Location annotation dataset excerpts
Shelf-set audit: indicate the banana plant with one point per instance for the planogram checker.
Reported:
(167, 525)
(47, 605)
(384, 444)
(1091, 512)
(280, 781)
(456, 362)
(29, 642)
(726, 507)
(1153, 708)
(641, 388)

TASK: Convert the items above into a two-column CSV with the headers instruction and points, one row per item: its text under instruction and its answer under points. Put each field in double quotes and replace any line breaks with spaces.

EXPECTED ANSWER:
instruction,points
"Shelf-set audit: indicate the banana plant with one point per instance for the planogram checker. Reported:","(167, 525) (47, 605) (384, 444) (1091, 512) (280, 781) (456, 362) (29, 642) (726, 507) (1153, 708) (641, 388)"